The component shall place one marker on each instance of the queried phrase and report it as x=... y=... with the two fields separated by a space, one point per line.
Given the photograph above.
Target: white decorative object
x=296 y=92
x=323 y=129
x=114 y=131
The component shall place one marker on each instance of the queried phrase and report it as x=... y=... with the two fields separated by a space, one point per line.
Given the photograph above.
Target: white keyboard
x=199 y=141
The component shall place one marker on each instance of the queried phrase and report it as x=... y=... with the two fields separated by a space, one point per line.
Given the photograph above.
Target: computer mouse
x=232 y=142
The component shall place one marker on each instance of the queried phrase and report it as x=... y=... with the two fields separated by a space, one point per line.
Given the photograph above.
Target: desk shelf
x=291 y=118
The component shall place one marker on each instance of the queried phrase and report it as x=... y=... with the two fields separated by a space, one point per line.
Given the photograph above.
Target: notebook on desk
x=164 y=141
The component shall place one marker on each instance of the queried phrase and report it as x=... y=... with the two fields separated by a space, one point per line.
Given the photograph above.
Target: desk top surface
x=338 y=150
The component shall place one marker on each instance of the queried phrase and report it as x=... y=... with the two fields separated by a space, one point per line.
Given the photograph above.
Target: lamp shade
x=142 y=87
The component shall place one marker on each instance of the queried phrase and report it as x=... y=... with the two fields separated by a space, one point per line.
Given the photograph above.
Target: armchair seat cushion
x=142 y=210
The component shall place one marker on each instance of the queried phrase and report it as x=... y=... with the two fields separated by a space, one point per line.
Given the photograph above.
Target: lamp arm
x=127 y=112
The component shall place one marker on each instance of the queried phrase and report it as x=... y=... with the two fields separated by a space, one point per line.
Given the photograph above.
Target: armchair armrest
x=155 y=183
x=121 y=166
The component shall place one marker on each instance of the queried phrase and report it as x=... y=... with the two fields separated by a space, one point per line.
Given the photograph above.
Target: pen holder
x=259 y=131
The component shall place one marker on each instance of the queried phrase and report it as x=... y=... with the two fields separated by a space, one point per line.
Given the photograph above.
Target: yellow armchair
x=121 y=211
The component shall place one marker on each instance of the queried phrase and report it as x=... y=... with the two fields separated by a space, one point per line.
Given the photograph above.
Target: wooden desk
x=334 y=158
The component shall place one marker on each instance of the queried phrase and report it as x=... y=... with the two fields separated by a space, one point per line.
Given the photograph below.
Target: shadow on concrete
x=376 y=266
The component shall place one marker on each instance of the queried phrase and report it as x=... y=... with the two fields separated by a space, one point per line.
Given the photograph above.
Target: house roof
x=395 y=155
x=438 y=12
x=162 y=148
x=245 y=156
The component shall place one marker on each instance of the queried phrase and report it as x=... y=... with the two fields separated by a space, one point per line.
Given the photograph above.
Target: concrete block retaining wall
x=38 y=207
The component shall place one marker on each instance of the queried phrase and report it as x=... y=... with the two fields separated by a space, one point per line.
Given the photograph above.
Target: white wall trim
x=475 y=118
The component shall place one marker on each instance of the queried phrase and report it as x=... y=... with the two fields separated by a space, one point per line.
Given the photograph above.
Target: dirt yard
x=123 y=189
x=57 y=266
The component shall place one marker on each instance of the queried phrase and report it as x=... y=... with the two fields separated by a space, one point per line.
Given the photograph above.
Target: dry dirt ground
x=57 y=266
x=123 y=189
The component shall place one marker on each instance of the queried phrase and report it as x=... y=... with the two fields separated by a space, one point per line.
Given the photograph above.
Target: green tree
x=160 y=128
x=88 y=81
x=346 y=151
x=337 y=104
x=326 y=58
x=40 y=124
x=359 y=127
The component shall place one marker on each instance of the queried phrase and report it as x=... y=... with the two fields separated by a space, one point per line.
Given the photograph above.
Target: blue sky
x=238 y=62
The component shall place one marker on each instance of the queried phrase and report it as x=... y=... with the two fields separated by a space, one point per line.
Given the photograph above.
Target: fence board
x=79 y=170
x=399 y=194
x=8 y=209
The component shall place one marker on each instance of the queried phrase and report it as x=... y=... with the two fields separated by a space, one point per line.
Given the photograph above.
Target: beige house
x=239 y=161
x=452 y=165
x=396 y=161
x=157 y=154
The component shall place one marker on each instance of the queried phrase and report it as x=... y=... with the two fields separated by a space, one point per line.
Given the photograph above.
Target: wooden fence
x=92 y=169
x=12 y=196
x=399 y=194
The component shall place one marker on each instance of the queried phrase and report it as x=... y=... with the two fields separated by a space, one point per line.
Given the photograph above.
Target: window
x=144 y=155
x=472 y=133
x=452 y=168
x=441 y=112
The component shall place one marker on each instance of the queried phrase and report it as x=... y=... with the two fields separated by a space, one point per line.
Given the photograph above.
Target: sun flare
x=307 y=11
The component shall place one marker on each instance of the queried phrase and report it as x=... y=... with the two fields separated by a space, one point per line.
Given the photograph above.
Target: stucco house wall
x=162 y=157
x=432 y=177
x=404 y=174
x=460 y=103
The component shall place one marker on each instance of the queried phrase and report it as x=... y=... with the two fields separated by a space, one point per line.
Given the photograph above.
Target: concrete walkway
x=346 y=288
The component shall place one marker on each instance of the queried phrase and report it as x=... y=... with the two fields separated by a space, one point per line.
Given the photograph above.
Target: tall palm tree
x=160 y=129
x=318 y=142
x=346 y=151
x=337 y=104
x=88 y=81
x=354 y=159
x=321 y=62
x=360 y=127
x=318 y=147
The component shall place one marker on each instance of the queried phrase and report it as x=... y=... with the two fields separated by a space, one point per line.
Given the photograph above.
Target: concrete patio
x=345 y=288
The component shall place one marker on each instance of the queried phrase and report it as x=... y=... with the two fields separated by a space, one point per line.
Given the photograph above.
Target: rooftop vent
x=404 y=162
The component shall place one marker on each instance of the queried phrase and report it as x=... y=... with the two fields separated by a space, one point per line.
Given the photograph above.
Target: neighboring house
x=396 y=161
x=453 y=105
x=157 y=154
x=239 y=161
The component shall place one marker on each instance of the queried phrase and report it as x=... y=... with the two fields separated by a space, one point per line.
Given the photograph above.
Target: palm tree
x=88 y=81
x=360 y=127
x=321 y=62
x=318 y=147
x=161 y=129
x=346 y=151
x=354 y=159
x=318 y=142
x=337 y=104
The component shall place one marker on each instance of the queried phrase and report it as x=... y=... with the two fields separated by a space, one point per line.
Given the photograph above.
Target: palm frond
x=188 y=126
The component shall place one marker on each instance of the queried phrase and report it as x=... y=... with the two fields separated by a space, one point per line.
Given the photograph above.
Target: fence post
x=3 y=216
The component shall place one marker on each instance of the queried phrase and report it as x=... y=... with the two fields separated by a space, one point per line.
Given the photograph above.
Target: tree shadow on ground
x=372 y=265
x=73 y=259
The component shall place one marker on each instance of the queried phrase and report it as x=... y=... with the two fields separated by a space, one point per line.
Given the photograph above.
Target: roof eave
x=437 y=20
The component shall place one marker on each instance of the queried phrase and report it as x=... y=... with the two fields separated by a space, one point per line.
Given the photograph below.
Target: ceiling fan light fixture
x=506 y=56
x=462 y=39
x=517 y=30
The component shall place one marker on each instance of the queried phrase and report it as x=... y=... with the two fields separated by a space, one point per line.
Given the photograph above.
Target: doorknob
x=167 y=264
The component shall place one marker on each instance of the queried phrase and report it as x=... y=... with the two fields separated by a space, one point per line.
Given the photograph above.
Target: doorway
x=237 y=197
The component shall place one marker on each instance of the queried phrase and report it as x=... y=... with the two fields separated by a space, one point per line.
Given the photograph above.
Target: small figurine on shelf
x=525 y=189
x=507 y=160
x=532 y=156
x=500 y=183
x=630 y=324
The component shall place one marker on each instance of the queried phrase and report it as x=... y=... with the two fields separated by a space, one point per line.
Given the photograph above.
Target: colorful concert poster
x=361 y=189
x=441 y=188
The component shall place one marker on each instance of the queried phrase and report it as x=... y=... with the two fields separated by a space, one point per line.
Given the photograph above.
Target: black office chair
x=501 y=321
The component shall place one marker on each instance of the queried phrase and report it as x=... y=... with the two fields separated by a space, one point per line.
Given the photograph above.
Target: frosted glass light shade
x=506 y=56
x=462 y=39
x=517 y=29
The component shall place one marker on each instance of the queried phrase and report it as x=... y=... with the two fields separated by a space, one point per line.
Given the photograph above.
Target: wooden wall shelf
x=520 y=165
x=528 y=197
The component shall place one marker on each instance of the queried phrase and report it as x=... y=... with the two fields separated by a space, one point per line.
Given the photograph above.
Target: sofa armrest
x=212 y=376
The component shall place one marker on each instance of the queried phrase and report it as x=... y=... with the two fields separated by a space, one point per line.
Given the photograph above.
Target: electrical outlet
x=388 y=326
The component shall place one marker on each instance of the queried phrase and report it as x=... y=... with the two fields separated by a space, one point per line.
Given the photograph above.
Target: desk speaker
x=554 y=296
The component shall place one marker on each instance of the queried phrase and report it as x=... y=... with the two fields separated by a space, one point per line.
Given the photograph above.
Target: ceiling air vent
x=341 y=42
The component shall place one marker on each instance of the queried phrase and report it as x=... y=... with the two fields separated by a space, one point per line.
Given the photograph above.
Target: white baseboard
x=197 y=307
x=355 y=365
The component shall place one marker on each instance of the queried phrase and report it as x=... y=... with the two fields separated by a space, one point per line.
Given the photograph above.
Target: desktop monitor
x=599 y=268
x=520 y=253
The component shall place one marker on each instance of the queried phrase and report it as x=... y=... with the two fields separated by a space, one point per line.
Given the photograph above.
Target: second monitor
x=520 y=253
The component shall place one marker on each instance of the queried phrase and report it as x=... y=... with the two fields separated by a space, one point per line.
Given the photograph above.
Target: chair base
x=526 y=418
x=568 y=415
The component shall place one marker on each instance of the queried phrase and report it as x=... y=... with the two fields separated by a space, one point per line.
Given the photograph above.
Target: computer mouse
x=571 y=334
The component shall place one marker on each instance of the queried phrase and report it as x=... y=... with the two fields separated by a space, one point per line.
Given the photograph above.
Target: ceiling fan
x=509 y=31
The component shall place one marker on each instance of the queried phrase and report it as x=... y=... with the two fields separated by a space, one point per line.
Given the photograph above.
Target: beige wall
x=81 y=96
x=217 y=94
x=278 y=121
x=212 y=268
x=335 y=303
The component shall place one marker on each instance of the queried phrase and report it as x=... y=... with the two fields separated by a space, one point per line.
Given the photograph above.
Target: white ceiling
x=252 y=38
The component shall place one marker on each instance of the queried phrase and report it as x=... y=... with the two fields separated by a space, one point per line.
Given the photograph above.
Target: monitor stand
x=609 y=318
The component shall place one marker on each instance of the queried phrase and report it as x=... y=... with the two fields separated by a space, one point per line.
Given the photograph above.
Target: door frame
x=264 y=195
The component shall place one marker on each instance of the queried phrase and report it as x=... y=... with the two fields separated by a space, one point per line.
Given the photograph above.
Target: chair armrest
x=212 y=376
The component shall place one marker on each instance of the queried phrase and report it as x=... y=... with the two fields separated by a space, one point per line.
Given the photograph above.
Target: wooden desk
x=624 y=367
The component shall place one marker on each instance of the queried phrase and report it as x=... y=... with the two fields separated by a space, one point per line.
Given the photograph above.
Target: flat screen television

==

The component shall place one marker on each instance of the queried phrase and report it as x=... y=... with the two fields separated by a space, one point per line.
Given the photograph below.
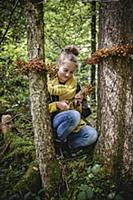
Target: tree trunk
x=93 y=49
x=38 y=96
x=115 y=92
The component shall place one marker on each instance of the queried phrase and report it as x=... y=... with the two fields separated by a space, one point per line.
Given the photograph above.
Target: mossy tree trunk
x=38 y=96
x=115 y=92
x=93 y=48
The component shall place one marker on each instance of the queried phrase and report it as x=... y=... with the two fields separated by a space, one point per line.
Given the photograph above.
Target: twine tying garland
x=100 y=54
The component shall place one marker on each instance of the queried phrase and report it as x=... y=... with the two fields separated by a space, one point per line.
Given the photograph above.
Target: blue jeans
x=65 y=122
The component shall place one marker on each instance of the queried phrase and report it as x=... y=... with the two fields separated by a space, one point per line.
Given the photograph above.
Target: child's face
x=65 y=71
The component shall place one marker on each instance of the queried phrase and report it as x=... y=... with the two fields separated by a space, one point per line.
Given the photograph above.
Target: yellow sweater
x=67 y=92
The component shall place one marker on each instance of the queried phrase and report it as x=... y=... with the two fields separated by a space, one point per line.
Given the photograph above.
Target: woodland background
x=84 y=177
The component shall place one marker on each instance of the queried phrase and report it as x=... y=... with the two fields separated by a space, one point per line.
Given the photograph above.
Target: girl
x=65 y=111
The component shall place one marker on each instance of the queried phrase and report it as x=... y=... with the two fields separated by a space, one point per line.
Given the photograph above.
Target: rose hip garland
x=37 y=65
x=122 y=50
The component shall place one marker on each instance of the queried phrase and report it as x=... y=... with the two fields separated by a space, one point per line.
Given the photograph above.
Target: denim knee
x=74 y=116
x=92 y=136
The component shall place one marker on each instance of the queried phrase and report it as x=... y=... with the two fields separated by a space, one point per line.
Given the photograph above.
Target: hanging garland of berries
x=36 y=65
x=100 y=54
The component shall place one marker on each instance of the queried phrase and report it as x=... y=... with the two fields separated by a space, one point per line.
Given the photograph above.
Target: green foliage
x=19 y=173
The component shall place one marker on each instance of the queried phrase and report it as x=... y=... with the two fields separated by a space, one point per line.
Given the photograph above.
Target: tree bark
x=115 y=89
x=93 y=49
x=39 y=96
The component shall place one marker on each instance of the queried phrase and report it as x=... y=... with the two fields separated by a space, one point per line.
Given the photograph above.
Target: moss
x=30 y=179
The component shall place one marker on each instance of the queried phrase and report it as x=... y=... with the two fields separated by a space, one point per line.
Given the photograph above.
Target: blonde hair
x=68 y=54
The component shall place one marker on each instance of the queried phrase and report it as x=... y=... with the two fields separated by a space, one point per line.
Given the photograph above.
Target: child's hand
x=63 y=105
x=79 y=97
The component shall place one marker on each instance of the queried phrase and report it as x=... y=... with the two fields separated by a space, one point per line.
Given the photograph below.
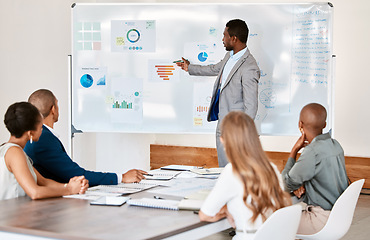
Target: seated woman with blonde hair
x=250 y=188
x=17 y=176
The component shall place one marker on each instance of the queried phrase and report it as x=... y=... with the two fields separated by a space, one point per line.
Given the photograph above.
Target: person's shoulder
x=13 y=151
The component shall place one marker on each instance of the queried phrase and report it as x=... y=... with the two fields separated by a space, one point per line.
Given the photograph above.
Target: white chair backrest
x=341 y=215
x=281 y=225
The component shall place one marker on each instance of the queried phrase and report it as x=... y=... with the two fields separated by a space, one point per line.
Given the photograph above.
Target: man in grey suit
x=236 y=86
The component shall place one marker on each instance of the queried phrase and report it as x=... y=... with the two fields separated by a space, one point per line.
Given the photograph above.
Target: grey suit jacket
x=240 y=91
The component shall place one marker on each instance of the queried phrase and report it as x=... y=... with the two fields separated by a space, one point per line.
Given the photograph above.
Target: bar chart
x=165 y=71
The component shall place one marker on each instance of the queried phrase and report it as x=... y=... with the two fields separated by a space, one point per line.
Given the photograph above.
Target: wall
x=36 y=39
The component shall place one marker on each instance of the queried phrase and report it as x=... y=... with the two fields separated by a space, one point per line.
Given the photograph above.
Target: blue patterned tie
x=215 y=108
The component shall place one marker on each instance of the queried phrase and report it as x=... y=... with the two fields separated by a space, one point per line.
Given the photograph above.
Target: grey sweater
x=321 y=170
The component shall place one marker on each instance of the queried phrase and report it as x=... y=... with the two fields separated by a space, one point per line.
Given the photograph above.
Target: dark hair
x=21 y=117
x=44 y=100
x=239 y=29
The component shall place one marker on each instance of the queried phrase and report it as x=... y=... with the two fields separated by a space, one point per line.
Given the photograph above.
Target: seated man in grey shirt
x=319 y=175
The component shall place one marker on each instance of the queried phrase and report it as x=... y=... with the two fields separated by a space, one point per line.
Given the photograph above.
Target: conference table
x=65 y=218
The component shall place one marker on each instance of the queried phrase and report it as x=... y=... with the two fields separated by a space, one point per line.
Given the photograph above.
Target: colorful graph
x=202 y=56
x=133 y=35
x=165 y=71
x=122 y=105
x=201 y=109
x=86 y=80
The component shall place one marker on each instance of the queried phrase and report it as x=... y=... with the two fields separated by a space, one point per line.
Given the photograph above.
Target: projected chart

Exercise directions - Which lines in the rows above contain the string "palm"? Pull out every such line; case counts.

Output for this exercise -
Target: tall palm tree
Target: palm tree
Target: palm frond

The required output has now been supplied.